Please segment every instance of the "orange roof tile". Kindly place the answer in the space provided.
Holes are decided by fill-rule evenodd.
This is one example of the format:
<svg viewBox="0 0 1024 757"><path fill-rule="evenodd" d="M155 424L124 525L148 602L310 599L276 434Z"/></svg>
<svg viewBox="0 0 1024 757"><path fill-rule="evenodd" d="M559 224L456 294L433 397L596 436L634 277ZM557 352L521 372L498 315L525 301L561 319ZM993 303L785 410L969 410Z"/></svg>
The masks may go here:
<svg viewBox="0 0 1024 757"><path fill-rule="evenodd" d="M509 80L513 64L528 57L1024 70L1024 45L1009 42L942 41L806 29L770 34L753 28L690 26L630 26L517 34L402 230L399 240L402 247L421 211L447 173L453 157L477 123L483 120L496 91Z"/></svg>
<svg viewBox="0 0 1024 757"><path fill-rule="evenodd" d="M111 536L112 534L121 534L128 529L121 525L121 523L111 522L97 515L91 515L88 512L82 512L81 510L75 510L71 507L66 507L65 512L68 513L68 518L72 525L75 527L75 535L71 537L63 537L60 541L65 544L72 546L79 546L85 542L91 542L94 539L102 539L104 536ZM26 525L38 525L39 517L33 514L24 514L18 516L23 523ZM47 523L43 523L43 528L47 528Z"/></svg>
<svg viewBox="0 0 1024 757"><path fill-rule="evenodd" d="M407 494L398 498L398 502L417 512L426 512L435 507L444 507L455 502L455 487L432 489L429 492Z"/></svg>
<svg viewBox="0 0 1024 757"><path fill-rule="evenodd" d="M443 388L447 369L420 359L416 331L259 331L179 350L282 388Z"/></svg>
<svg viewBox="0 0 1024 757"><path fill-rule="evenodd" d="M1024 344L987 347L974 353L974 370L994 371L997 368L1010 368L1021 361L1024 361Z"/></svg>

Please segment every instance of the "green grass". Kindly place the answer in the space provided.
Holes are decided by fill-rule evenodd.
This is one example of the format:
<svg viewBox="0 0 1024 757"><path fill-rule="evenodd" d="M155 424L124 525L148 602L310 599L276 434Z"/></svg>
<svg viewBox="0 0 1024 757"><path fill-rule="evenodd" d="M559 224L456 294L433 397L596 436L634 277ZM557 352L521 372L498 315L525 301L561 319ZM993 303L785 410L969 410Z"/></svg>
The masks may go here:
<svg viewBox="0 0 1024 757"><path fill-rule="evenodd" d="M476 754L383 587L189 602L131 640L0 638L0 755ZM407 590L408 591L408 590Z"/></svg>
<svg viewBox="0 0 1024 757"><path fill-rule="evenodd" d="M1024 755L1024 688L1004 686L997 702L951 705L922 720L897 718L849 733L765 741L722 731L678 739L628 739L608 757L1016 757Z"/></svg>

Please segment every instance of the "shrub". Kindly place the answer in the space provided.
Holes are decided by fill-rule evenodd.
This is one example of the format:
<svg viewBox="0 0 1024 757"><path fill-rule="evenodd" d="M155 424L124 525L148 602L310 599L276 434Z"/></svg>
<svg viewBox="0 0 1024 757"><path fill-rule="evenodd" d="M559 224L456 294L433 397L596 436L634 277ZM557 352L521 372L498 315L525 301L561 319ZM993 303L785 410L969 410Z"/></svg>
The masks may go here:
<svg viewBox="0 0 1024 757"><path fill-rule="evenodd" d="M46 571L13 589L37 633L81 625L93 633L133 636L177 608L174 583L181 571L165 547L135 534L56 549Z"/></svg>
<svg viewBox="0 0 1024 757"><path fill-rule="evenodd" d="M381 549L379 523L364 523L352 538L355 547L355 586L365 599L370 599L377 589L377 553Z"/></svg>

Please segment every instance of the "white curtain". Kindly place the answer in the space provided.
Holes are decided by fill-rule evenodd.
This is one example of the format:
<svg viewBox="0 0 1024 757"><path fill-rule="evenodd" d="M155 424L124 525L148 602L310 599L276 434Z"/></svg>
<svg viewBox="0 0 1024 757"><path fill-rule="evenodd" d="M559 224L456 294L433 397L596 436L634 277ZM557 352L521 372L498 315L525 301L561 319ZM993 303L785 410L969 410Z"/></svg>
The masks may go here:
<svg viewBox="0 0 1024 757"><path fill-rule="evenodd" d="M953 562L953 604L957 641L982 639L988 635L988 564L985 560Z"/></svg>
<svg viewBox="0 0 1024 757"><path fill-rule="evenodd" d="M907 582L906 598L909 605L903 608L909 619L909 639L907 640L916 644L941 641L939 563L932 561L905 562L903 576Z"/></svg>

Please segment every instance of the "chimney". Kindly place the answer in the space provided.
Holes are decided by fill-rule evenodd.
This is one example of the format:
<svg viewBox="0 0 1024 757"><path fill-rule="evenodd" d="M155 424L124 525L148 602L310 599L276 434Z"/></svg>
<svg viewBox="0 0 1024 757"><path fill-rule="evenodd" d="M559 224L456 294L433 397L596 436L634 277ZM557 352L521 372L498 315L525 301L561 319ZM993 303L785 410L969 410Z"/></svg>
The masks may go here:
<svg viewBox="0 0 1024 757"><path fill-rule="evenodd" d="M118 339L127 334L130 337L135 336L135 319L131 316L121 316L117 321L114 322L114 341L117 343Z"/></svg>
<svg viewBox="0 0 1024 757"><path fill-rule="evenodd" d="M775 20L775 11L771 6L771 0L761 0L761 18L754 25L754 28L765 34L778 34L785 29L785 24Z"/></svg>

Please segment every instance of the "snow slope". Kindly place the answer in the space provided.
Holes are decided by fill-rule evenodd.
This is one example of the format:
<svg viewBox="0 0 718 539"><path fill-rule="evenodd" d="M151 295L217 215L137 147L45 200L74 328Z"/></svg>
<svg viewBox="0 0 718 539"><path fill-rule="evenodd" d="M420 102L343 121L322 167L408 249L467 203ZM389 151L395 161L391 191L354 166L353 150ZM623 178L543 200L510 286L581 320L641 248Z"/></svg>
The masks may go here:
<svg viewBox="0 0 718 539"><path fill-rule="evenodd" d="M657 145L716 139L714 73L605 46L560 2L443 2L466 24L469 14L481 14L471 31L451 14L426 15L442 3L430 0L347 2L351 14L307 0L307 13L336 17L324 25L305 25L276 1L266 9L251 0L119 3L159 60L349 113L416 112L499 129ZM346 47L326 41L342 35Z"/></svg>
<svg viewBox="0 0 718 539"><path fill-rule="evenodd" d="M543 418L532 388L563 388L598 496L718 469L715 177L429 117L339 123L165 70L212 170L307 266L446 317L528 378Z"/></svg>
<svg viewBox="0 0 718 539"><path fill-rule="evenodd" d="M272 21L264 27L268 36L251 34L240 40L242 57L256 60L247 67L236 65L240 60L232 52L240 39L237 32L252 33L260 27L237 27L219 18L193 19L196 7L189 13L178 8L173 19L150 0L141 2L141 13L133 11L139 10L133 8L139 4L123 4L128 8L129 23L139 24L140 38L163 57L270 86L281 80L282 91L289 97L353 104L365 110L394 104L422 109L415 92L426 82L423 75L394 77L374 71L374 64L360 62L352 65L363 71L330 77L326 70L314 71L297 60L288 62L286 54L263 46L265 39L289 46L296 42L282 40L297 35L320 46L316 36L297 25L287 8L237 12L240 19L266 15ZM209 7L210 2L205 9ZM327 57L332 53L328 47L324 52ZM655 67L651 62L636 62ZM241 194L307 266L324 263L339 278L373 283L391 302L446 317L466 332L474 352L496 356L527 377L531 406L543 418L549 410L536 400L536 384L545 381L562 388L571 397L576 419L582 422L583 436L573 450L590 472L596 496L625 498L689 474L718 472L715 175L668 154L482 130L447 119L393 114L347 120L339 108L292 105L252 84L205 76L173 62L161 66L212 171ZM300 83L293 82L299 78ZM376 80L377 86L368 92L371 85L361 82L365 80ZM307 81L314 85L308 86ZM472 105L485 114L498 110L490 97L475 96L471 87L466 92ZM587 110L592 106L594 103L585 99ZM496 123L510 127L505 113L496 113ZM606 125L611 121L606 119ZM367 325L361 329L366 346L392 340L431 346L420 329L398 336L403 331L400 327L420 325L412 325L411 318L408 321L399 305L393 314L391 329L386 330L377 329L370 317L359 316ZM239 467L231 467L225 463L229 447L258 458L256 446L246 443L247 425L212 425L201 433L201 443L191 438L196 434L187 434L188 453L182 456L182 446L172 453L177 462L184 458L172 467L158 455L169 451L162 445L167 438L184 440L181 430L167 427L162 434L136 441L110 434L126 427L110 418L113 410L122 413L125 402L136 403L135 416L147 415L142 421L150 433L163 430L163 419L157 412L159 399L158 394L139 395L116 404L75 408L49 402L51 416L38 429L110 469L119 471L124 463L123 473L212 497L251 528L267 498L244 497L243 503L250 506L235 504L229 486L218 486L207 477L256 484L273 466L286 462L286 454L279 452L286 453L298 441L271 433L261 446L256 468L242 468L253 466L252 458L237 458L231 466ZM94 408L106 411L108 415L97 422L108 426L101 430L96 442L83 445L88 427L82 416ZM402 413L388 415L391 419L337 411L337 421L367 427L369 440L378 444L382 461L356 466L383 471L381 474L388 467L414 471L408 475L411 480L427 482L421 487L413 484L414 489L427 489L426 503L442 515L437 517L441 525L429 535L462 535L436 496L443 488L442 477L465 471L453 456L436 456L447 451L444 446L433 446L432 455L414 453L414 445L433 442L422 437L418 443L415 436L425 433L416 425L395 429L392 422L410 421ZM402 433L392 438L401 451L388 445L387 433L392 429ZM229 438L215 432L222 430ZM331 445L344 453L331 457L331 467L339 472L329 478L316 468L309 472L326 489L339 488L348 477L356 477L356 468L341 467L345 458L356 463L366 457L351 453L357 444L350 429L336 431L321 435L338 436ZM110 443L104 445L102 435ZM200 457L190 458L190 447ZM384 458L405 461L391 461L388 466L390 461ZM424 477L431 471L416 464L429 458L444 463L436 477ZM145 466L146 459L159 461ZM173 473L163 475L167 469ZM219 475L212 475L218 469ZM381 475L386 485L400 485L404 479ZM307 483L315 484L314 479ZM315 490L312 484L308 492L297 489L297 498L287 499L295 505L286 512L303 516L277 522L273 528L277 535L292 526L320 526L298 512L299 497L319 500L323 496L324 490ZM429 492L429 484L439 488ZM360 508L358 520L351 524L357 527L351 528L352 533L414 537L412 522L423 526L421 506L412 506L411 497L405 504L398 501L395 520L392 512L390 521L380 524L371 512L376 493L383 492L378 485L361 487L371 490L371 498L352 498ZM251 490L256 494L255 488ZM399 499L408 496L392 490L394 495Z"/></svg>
═══
GOAL OF THE EXERCISE>
Recast the stretch from the beginning of the entries through the line containing "344L987 347L974 353L974" as a JSON list of strings, with one string per line and blank lines omitted.

REPLY>
[
  "Please segment every instance of the \"orange roof tile\". Kindly place the answer in the space provided.",
  "Holes are decided by fill-rule evenodd.",
  "This is one example of the format:",
  "<svg viewBox=\"0 0 1024 757\"><path fill-rule=\"evenodd\" d=\"M155 424L124 525L148 602L310 599L276 434Z\"/></svg>",
  "<svg viewBox=\"0 0 1024 757\"><path fill-rule=\"evenodd\" d=\"M559 224L456 294L433 397L596 436L634 277ZM557 352L521 372L498 315L525 301L561 319ZM993 303L785 410L969 410Z\"/></svg>",
  "The masks may go here:",
  "<svg viewBox=\"0 0 1024 757\"><path fill-rule=\"evenodd\" d=\"M509 80L513 64L528 57L1024 70L1024 45L1009 42L942 41L806 29L770 34L753 28L690 26L630 26L517 34L402 230L399 240L402 247L421 211L447 173L453 157L477 123L483 120L496 91Z\"/></svg>",
  "<svg viewBox=\"0 0 1024 757\"><path fill-rule=\"evenodd\" d=\"M111 536L112 534L121 534L128 529L121 525L121 523L111 522L97 515L91 515L88 512L82 512L81 510L75 510L71 507L66 507L65 512L68 513L68 518L72 525L75 527L75 535L71 537L63 537L60 541L65 544L72 546L79 546L85 542L91 542L94 539L102 539L104 536ZM26 525L38 525L39 517L33 514L24 514L18 516L23 523ZM47 523L43 523L43 528L47 528Z\"/></svg>",
  "<svg viewBox=\"0 0 1024 757\"><path fill-rule=\"evenodd\" d=\"M407 494L398 498L398 502L417 512L426 512L435 507L444 507L455 502L455 487L432 489L429 492Z\"/></svg>",
  "<svg viewBox=\"0 0 1024 757\"><path fill-rule=\"evenodd\" d=\"M443 388L447 369L420 359L416 331L259 331L179 350L282 388Z\"/></svg>",
  "<svg viewBox=\"0 0 1024 757\"><path fill-rule=\"evenodd\" d=\"M1024 344L987 347L974 353L974 370L994 371L997 368L1010 368L1021 361L1024 361Z\"/></svg>"
]